» **Texto**:
--

Titulo del libro reseñado: Isolina
Autor del libro reseñado César Herrera
Editorial
del libro reseñado: Fondo Editorial Universidad Eafit, colección Antorcha y
Daga, Medellín, 2003, 187 págs.
Por Miriam Cotes Benítez
Me
han encomendado hacer la reseña crítica de tres novelas colombianas de reciente
publicación1 y,
aunque debo tratar cada una de ellas por separado, no puedo evitar mencionar,
por lo que me impactó, que todas tratan un tema común: la violencia que en sus
múltiples facetas devasta a este adolorido país desde tiempos sin principio y
cuya inexorable realidad se cierra ahora como un puño de hierro sobre mi
corazón.
Pedirle
a la literatura colombiana que se aparte del tema de la violencia sería pedir
un imposible. El arte, por más que lo trate, no puede alejarse de los temas que
viven en su cotidianidad quienes lo hacen. Por supuesto, no tendrían que
abordar todos estos temas (y no lo hacen) ni de frente ni en exclusiva. Sin
embargo, sería absurdo que los artistas (de las letras o de otros ámbitos)

--

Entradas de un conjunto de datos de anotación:
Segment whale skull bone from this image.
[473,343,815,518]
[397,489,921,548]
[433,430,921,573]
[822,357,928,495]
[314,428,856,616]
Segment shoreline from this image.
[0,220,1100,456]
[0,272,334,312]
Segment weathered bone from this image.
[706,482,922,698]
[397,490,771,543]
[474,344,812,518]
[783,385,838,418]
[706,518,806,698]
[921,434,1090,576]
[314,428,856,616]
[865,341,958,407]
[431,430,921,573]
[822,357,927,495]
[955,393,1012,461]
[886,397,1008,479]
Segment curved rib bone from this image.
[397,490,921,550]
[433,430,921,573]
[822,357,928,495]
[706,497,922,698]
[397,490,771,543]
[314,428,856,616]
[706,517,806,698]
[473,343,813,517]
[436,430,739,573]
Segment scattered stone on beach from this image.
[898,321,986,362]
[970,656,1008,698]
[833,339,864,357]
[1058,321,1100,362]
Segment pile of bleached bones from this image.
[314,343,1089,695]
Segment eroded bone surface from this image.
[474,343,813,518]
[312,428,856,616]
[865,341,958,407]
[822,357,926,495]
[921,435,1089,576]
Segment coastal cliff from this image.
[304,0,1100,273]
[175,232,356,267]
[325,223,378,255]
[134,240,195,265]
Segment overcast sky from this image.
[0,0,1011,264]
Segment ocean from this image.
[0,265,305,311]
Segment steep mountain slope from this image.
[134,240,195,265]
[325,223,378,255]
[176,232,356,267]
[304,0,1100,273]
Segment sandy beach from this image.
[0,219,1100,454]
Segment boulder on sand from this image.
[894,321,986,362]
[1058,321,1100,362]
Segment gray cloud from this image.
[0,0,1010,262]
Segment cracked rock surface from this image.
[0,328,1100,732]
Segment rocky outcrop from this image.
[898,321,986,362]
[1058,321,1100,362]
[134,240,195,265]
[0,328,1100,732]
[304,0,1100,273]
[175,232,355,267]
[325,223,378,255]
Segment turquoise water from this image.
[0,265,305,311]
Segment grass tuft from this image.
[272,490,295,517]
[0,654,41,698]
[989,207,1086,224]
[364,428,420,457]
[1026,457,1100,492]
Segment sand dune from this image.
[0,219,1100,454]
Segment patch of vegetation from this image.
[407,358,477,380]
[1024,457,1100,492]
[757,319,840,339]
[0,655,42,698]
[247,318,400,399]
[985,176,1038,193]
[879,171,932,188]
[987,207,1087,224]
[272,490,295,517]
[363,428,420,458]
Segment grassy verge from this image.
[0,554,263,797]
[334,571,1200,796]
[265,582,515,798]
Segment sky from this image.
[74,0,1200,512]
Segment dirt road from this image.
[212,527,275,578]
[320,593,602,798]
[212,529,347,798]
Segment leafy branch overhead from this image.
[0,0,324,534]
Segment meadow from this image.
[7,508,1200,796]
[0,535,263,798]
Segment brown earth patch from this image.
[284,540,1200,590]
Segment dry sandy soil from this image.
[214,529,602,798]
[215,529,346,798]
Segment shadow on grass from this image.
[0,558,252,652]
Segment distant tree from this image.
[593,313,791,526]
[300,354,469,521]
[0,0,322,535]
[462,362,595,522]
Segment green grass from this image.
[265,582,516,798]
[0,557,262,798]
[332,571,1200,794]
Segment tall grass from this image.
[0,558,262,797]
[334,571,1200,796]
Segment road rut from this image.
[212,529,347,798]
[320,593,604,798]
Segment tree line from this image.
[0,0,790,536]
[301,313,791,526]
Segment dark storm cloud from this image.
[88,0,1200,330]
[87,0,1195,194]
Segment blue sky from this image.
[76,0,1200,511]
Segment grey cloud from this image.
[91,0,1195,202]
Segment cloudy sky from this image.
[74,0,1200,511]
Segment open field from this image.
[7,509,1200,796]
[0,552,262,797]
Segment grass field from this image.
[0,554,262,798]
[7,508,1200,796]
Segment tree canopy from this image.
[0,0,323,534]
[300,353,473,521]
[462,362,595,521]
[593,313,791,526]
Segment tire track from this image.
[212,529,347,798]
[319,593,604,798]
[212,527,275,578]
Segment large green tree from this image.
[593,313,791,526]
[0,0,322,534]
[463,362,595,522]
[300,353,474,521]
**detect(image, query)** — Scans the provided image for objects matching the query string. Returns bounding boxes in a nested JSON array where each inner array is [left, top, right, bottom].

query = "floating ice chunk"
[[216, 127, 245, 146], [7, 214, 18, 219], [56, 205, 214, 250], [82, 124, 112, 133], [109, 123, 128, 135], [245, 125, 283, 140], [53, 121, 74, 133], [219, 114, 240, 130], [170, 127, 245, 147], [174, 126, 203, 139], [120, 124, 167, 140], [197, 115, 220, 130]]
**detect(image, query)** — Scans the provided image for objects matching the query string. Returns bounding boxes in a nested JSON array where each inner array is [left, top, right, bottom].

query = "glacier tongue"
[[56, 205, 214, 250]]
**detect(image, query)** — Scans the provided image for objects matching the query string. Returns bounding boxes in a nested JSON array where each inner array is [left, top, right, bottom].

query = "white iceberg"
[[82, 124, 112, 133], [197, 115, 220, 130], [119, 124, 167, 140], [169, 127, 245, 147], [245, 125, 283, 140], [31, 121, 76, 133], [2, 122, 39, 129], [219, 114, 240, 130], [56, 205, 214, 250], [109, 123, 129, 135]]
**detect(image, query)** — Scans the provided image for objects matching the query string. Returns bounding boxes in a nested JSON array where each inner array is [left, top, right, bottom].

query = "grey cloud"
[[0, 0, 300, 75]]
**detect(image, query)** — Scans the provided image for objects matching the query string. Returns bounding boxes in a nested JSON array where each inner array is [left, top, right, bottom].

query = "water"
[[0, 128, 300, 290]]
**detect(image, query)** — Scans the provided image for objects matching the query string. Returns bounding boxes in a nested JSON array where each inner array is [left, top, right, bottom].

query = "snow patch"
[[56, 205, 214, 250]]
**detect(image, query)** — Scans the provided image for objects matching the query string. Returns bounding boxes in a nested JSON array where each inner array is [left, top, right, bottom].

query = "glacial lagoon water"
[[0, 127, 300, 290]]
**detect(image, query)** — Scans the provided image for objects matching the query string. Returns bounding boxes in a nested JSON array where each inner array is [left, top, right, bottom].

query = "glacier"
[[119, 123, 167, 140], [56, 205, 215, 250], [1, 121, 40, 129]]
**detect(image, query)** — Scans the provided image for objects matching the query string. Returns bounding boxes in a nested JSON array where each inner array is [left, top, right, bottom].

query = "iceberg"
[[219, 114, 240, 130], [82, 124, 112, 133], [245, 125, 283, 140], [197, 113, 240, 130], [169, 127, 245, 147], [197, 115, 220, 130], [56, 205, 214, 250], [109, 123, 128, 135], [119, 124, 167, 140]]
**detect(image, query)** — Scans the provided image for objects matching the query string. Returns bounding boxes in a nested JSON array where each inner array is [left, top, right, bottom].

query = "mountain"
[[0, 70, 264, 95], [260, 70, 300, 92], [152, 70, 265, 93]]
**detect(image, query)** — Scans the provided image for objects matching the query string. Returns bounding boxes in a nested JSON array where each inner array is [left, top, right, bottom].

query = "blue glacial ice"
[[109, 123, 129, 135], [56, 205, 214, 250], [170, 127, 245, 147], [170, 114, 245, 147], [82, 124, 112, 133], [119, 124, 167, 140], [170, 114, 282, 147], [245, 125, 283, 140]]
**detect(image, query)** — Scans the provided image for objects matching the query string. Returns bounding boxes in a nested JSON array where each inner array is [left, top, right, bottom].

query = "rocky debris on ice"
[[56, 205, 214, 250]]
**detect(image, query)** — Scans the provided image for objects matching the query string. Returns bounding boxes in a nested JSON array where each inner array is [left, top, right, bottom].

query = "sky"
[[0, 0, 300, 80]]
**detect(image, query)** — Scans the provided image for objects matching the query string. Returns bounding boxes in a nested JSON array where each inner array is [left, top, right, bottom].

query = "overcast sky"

--

» **Tareas**:
a: Responde según la reseña de Isolina:
(i) ¿Qué editorial publicó el libro reseñado?
(ii) ¿Cuántas novelas colombianas le encomendaron reseñar a quien escribe?
(iii) ¿Qué tema común tienen esas novelas?
b: Prosigue la reseña de la novela Isolina a partir del punto en que se interrumpe.

» **Resultados**:
a:
(i) El Fondo Editorial Universidad Eafit, en la colección Antorcha y Daga.
(ii) Tres.
(iii) La violencia.

b:
metieran su cabeza, como el avestruz, en la tierra e ignoraran olímpicamente lo
que transcurre ante sus ojos y entre sus costillas o donde quieran que tengan
ubicado el corazón. Esta ignorancia no sería ni deseable ni justa. No obstante,
es duro comprobar que en la literatura colombiana la violencia se ha convertido
en la reina madre a la que todos le rinden honores abundantes. Todos los otros
temas parecen haberse opacado, y a veces uno se pregunta si no será un síndrome
de agotamiento de materia lo que pronto matará a nuestra novela.
Pero
dado que es así, que la violencia es la reina madre, hay una sutileza (sutileza
dependiendo de por dónde se la mire) que se torna, en estas circunstancias,
demasiado importante: el tratamiento que se le da al tema. No es lo mismo,
definitivamente no es lo mismo, hacer literatura que hacer amarillismo, y
tampoco da igual que se abuse de un recurso y se le explote hasta la saciedad.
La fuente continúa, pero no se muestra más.